Please copy out the entries exactly, skipping any pictures.

Point localization data:
··········

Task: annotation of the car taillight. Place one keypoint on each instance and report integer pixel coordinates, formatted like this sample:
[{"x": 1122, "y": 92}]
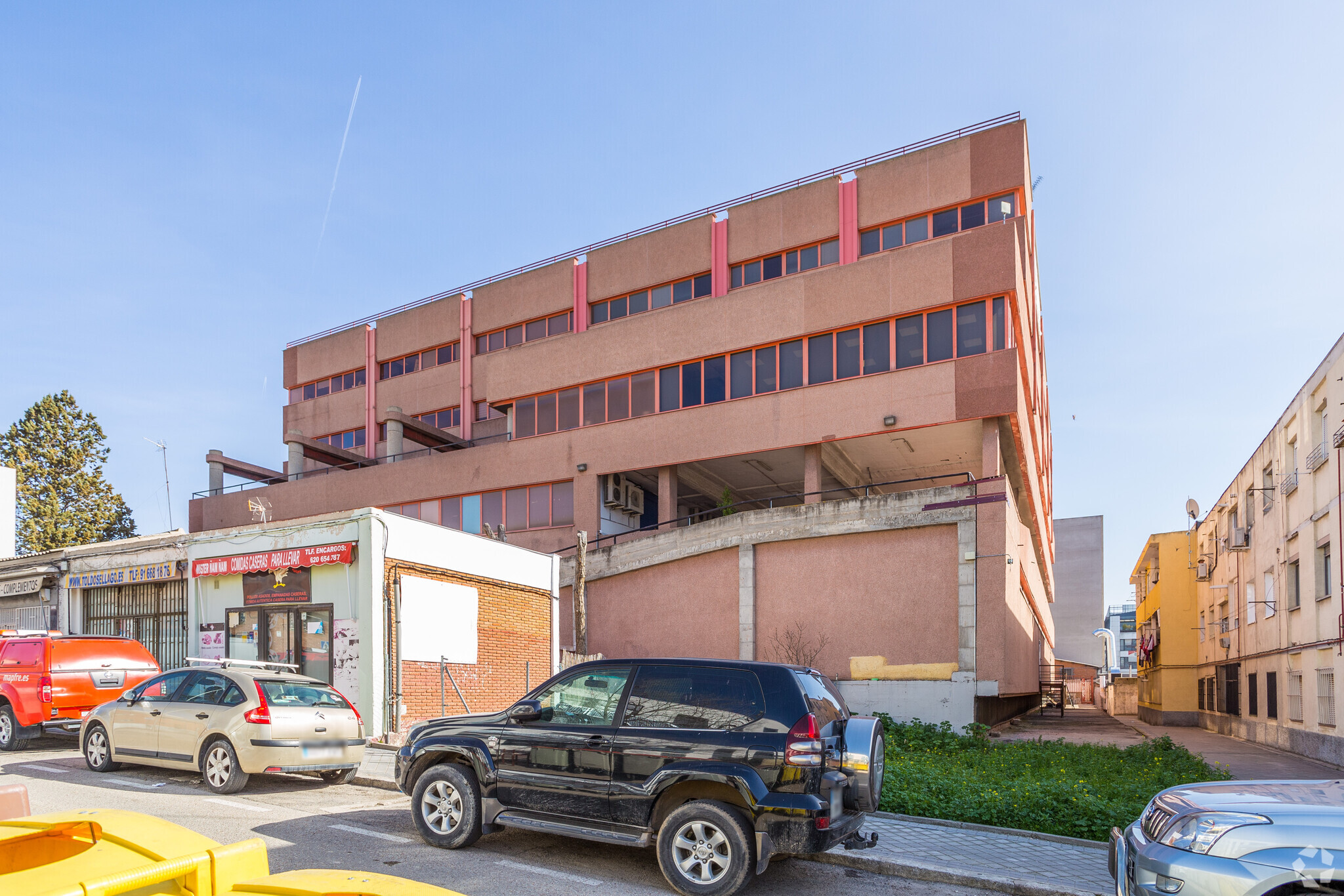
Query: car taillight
[
  {"x": 803, "y": 746},
  {"x": 358, "y": 720},
  {"x": 261, "y": 715}
]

··········

### Written response
Task: annotation of the car taillight. Place one keypoint on each instance and report integer pixel coordinates, formatted like this sample:
[{"x": 1122, "y": 92}]
Query: car taillight
[
  {"x": 803, "y": 746},
  {"x": 358, "y": 720},
  {"x": 261, "y": 715}
]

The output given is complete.